[Mask labeling examples]
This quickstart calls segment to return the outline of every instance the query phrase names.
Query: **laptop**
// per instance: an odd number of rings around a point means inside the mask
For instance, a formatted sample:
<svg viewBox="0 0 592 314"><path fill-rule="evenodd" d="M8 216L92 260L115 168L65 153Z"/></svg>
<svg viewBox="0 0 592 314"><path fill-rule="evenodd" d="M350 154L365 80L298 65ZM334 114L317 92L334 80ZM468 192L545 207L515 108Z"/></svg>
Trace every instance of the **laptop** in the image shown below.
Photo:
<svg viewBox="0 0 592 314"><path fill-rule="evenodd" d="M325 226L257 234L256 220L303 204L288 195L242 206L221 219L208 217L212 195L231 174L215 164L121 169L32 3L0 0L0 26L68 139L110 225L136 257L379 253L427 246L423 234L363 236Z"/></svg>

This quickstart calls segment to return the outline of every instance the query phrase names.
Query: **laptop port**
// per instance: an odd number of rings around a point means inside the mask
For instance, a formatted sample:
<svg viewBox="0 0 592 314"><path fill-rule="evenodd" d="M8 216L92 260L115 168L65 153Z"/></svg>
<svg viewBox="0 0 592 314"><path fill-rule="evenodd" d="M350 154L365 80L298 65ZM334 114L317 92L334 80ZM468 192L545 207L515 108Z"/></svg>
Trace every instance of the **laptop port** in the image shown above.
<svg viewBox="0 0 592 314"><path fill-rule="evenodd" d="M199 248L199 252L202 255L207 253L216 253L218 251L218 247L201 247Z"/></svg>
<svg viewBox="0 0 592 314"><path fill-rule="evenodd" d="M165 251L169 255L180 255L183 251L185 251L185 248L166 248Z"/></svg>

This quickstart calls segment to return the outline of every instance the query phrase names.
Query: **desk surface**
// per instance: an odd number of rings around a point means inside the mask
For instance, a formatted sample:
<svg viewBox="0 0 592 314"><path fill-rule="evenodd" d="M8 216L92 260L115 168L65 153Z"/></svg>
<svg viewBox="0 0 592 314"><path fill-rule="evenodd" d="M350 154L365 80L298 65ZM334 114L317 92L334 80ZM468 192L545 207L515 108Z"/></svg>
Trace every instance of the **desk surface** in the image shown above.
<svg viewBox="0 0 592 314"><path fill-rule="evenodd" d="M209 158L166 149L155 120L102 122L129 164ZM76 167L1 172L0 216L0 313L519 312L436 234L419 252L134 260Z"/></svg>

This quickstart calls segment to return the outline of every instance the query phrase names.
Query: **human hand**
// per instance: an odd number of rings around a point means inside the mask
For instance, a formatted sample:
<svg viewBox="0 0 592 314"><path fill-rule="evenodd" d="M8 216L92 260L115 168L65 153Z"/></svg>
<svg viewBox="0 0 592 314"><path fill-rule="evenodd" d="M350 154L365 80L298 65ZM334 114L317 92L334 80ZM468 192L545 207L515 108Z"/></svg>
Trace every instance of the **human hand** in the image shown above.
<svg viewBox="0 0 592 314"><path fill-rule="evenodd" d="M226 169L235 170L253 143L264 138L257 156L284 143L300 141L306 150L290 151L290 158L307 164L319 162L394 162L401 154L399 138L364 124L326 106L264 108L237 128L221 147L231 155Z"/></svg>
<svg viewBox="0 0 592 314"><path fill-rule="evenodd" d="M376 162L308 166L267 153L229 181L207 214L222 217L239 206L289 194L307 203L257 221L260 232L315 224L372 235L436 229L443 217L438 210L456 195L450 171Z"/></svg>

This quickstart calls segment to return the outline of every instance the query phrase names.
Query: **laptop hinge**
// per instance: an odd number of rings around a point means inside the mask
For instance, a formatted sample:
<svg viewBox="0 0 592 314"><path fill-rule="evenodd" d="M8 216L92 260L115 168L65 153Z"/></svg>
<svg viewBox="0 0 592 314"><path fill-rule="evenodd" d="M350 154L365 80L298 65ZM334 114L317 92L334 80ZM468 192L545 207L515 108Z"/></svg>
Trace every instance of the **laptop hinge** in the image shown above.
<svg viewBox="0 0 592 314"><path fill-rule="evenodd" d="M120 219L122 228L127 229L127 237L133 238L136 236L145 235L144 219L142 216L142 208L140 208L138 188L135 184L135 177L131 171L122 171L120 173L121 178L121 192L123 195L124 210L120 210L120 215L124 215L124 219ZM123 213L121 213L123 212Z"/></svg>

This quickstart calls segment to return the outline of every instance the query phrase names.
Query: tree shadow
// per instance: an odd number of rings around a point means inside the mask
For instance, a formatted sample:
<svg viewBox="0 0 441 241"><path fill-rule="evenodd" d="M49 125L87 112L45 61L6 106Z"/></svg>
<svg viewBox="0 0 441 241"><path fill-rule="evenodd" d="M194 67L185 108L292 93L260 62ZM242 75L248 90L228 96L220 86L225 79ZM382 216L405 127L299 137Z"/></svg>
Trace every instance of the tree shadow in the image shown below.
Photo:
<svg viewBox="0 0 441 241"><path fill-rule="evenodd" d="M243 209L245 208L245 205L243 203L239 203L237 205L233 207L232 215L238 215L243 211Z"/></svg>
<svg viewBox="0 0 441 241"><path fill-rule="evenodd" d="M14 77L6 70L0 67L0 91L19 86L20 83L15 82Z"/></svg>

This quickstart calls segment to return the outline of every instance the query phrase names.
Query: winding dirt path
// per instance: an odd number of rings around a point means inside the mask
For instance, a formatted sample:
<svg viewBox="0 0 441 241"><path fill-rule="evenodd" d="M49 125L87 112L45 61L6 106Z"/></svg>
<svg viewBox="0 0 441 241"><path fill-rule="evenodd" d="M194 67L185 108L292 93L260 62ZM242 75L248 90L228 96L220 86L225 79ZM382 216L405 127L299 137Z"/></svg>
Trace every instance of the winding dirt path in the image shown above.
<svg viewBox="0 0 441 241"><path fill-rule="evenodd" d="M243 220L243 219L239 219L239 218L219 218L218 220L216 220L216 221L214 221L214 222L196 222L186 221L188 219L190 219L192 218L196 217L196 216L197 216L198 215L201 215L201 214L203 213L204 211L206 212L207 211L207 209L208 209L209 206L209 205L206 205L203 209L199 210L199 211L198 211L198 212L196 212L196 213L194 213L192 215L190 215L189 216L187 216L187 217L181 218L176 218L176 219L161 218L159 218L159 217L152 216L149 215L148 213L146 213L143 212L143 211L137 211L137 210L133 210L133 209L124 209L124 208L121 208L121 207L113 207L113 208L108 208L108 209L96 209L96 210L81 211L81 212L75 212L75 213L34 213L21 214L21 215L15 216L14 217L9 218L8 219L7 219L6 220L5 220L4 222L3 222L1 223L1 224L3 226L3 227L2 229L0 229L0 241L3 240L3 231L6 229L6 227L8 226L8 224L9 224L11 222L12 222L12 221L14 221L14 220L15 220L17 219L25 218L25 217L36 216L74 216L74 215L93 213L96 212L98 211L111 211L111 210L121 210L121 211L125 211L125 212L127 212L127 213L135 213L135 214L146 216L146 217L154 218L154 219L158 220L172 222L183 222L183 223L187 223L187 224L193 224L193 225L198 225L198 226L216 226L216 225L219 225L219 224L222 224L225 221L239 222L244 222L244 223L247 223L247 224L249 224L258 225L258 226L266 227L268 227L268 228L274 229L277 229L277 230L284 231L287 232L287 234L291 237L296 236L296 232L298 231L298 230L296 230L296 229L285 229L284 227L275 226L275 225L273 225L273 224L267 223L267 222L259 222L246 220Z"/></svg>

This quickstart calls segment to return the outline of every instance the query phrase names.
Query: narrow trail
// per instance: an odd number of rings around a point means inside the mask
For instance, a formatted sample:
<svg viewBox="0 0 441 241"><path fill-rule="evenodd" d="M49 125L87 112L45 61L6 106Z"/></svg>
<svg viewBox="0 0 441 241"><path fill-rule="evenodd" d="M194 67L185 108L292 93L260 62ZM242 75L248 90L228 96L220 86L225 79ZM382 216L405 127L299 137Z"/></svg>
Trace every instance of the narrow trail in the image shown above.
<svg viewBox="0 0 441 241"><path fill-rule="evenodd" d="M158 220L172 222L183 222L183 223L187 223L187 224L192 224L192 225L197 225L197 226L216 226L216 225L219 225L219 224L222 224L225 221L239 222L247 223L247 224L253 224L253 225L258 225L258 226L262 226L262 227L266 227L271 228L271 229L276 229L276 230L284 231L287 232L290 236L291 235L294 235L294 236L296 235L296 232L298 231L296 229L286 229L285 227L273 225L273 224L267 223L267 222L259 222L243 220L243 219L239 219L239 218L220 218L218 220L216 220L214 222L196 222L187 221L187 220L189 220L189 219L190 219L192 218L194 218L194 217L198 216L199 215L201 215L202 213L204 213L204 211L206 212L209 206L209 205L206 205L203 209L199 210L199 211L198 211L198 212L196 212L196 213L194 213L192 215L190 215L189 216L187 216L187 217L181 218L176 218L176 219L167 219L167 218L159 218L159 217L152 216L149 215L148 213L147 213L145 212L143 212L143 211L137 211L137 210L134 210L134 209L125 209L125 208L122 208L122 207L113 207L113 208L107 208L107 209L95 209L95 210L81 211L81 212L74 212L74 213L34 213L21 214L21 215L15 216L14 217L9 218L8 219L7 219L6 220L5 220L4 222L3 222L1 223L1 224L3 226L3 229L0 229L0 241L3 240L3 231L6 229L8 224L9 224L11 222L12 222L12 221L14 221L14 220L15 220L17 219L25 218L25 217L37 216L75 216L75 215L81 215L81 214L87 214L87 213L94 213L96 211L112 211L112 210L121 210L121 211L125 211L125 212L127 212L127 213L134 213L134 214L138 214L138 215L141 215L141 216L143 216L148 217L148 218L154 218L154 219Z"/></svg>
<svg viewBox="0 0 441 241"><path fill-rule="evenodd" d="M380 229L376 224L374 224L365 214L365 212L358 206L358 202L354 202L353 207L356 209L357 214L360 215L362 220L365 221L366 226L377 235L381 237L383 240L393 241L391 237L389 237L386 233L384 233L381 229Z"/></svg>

_Problem_
Count the lines above that contain the word "dirt", and reply with only the number.

_Task result_
2